Problem details => Work through the records below and tally every line containing "navy". Reply with the total alone.

Recorded information =>
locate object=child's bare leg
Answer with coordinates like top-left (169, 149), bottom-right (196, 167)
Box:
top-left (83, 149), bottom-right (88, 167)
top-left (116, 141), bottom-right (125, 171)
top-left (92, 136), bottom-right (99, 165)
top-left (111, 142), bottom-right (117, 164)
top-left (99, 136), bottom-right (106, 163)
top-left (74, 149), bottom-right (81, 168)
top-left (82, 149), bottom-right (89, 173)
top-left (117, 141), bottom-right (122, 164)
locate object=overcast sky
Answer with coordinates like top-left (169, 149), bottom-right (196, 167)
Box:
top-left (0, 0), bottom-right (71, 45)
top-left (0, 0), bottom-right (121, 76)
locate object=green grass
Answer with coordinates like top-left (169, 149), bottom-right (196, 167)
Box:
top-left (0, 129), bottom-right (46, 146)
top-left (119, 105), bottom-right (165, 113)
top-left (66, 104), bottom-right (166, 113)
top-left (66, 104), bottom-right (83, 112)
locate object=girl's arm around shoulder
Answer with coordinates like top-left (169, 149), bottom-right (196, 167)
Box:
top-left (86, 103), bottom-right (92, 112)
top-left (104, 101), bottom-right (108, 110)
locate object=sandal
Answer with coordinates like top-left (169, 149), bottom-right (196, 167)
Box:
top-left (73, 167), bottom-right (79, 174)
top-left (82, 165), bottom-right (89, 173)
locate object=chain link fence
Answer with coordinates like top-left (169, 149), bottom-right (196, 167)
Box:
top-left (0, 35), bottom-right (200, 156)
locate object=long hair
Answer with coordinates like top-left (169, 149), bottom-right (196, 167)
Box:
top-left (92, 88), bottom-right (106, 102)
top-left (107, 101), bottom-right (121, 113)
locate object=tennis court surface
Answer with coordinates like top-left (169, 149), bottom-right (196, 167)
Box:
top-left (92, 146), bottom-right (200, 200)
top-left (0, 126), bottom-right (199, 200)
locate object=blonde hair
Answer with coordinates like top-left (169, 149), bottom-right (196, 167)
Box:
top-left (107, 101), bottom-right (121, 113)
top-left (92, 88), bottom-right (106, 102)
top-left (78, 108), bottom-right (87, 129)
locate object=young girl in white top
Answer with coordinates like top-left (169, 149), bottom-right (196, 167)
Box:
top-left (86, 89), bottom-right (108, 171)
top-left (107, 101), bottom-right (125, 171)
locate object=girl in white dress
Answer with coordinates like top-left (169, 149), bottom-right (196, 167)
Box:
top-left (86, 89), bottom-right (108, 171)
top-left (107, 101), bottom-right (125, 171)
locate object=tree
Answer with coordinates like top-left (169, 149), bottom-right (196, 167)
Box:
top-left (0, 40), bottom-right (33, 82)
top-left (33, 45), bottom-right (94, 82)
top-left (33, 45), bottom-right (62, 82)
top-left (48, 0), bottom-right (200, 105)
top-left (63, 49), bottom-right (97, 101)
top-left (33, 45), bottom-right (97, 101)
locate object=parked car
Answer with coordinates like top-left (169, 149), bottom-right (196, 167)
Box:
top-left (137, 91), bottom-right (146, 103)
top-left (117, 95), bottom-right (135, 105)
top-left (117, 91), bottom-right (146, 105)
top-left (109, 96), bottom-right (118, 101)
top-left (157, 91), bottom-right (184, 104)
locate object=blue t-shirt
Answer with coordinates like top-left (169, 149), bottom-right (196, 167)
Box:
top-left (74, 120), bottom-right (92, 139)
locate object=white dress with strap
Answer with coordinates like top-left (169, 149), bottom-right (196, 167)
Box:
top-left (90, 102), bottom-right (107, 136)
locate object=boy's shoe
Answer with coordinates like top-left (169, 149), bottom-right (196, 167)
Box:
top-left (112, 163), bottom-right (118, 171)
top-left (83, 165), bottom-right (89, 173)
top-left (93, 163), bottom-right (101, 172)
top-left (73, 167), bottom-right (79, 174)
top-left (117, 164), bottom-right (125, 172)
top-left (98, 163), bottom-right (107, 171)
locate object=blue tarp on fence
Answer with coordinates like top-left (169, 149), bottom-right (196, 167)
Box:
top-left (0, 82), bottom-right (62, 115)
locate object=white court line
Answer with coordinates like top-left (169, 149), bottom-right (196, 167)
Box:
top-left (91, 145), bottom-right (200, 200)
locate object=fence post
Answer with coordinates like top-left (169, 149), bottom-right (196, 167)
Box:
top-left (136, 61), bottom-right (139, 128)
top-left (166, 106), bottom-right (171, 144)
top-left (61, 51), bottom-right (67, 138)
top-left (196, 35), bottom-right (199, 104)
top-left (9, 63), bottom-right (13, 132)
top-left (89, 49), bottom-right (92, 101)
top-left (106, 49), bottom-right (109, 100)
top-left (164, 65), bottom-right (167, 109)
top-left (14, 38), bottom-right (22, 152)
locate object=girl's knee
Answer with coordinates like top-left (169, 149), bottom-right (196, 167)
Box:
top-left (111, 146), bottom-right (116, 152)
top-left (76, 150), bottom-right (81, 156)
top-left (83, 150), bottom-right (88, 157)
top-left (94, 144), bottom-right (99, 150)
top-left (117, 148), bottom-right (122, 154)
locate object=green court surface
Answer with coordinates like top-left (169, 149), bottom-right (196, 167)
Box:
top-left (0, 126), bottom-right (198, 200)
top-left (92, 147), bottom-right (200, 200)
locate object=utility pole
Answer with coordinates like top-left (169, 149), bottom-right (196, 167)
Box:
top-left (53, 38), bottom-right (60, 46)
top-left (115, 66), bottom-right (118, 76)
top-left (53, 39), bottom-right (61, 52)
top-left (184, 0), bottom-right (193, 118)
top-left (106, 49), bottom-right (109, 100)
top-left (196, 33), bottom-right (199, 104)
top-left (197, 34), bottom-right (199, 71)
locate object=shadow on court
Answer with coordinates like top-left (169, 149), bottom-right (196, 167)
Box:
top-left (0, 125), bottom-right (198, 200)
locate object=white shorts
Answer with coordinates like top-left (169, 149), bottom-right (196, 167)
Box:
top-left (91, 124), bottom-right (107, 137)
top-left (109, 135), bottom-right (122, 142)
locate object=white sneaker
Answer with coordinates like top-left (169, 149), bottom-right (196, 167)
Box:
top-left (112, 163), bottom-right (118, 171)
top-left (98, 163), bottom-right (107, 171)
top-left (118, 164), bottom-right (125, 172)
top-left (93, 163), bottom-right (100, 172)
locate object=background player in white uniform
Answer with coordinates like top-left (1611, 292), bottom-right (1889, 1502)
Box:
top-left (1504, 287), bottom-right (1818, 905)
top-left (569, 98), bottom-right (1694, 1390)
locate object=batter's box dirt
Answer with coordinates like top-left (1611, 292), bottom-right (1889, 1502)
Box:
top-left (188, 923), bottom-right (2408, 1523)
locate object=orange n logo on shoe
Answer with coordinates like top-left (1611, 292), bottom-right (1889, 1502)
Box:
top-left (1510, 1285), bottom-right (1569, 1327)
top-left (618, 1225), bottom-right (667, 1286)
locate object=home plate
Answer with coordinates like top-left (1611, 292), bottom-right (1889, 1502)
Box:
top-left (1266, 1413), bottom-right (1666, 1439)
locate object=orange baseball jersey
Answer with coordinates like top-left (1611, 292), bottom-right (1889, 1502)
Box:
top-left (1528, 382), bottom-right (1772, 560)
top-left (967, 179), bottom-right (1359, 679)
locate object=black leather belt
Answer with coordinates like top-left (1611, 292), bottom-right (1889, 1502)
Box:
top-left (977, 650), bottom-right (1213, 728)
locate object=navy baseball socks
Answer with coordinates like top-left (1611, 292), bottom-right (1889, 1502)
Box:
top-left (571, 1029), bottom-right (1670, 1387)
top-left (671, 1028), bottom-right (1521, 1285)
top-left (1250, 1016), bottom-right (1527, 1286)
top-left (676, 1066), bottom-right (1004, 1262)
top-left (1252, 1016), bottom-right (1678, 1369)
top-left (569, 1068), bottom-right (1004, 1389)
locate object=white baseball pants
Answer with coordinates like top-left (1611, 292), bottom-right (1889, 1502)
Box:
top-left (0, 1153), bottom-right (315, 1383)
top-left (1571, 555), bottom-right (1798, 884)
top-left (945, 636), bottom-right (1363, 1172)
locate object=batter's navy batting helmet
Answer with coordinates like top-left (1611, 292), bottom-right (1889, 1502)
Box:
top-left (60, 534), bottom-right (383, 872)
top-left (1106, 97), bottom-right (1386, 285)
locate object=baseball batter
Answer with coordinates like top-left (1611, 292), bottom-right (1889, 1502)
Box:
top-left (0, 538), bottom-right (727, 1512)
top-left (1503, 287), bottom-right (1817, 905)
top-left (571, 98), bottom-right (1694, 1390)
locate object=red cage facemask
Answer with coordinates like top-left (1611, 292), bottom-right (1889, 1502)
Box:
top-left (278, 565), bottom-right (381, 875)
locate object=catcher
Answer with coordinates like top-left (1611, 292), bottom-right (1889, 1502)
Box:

Task response => 2